_COMPLETE THE FOLLOWING:_
1. In the passage about reactions to Malcolm X's death, translate this sentence into Spanish: "Rowan held up some foreign newspapers."
2. Resume the passage about reactions to Malcolm X's death, picking up right after its last sentence.

_EXTRACT PROVIDED:_
•••

In Boston, Malcolm X’s half-sister, Mrs. Ella Mae Collins, told a news conference that she would choose the leaders of the OAAU to succeed Malcolm X. Mrs. Collins operated the Sarah A. Little School of Preparatory Arts where, she said, children were taught Arabic, Swahili, French, and Spanish. In 1959, she, too, had broken away from Elijah Muhammad’s Black Muslims, to which she had originally been converted by Malcolm X.
Far from Harlem, in lands where Malcolm X had traveled, the press had given the murder a coverage that had highly irritated the Director of the United States Information Agency, Carl T. Rowan, himself a Negro. In Washington, addressing the American Foreign Service Association, Rowan said that when he first heard of the murder, he knew it would be grossly misconstrued in some countries where people were unaware what Malcolm X represented, and he said the USIA had worked hard to inform the African press of the facts about Malcolm X and his preachments, but still there had been “a host of African reaction based on misinformation and misrepresentation.”
Said USIA Director Rowan, “Mind you, here was a Negro who preached segregation and race hatred, killed by another Negro, presumably from another organization that preaches segregation and race hatred, and neither of them representative of more than a tiny minority of the Negro population of America—” Rowan held up some foreign newspapers. “All this about an ex-convict, ex-dope peddler who became a racial fanatic,” continued Rowan. “I can only conclude that we Americans know less about what goes on in the minds of other peoples than we thought, or the need to inform is even greater than we in USIA thought it to be.”
The Daily Times of Lagos, in Nigeria, had said: “Like all mortals, Malcolm X was not without his faults . . . but that he was a dedicated and consistent disciple of the movement for the emancipation of his brethren, no one can doubt . . . Malcolm X has fought and died for what he believed to be right. He will have a place in the palace of martyrs.” The Ghanaian Times, Accra, called Malcolm X “the militant and most popular of Afro-American anti-segregationist leaders” and it added his name to “a host of Africans and Americans” ranging from John Brown to Patrice Lumumba “who were martyred in freedom’s cause.” Also in Accra, the Daily Graphic: “The assassination of Malcolm X will go down in history as the greatest blow the American integrationist movement has suffered since the shocking assassinations of Medgar Evers and John F. Kennedy.”

•••

_THE DATA:_
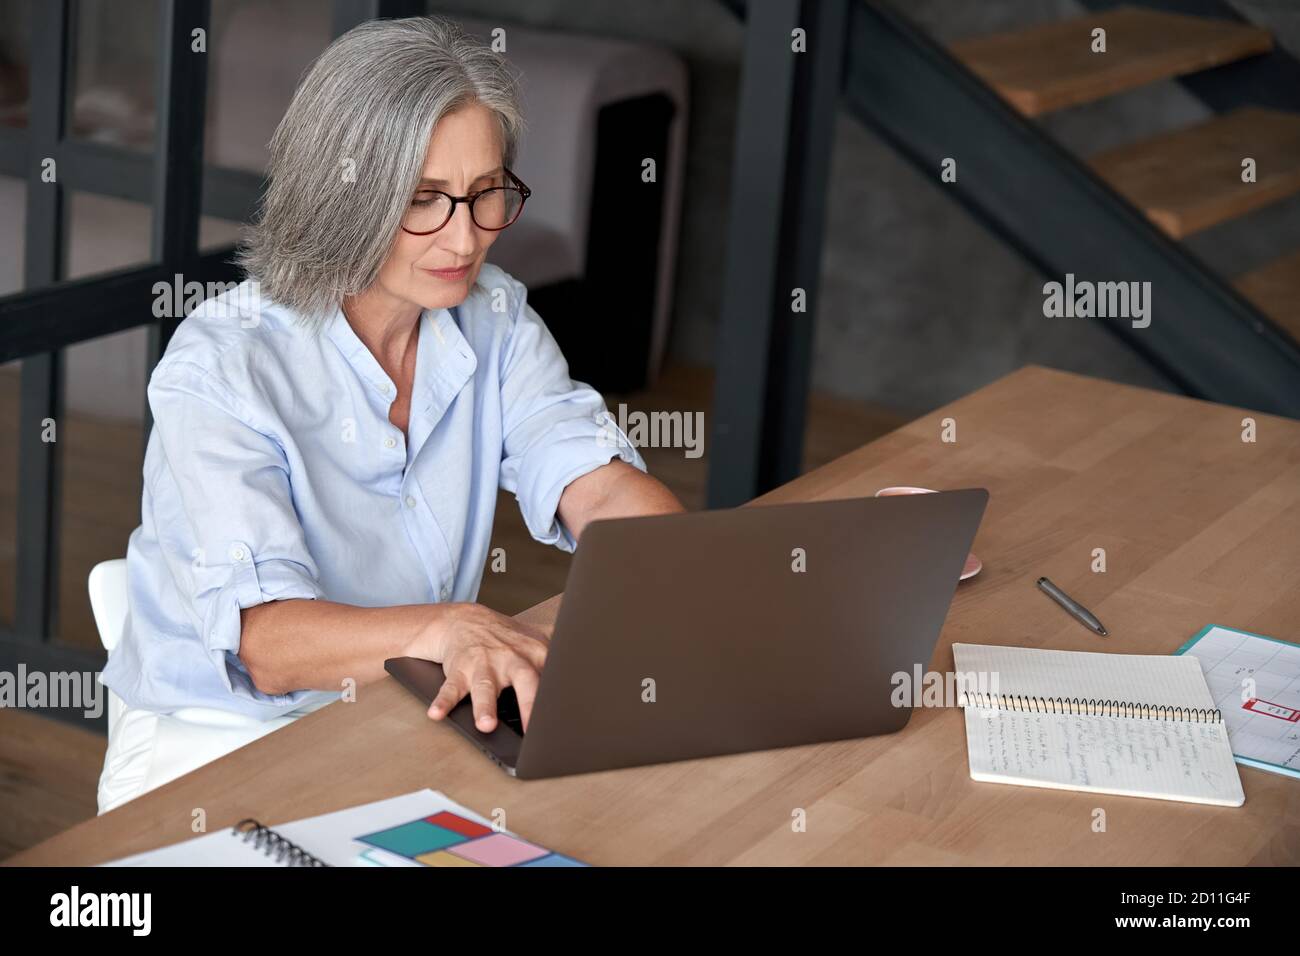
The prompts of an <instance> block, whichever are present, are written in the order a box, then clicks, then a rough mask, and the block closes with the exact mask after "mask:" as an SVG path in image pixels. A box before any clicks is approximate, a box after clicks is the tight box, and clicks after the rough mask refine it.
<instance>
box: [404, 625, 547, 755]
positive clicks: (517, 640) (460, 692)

•••

_NUMBERED RESPONSES:_
1. Rowan sostuvo en alto algunos periódicos extranjeros.

2.
The Pakistan Hurriyet of Karachi said: “A great Negro leader”; the Pakistan Times said, “His death is a definite setback to the Negro movement for emancipation.” The Peking, China People’s Daily said the killing happened “because Malcolm X . . . fought for the emancipation of the 23,000,000 American Negroes.” According to correspondents’ reports, the first Algerian headline said “the Ku Klux Klan” assassinated Malcolm X; the pro-Communist Alger Republican’s editorial on the slaying accused “American Fascism,” and the Times’ Algerian correspondent said Algerians showed “signs” of raising Malcolm X to martyrdom. The U.S. Consulate in Georgetown, British Guiana, was marched on by pickets accusing “American imperialists.” Another Peking, China paper, Jenmin Jihpao, said that the death showed that “in dealing with imperialist oppressors, violence must be met with violence.” Pravda in Moscow carried only brief stories and no editorial comment, the New York Times Moscow correspondent said, and another in Poland said there was no noticeable reaction of any kind, and that “few Poles had heard of Malcolm or were interested in the racial issue.” Reportedly, the murder was only routinely reported with little special interest by the press in Cairo, Beirut, New Delhi, and Saigon. In Paris and Western Europe, the story was “essentially a one-day sensation,” with the West German press handling it “as if it were in the Chicago gangster tradition.” The New York Times said: “The London newspapers have probably played the story harder and longer than most, giving continuing emphasis to the police work on the murder. The London Times and the London Daily Telegraph both carried editorial comments, but neither treated Malcolm X as a major figure.” Also reported by the New York Times London correspondent was that “a London group calling itself the Council of African Organizations had violently attacked the United States over the murder. This group is made up of students and other unofficial African representatives here. A press release described Malcolm as a ‘leader in the struggle against American imperialism, oppression and racialism.’ It said, ‘the butchers of Patrice Lumumba are the very same monsters who have murdered Malcolm X in cold blood.'”
Friday morning New York City press headlines concerning Malcolm X’s slaying were devoted to the police department’s apprehension of a second slaying suspect. He was a stocky, round-faced, twenty-six-year-old karate expert named Norman 3X Butler, allegedly a Black Muslim, and a week later, this was followed by the arrest of Thomas 15X Johnson, also allegedly a Black Muslim. Both men had been earlier indicted in the January, 1965, shooting of Benjamin Brown, a New York City Correction Officer and a Black Muslim defector. Both men were indicted, along with Hayer, for the murder of Malcolm X on March 10.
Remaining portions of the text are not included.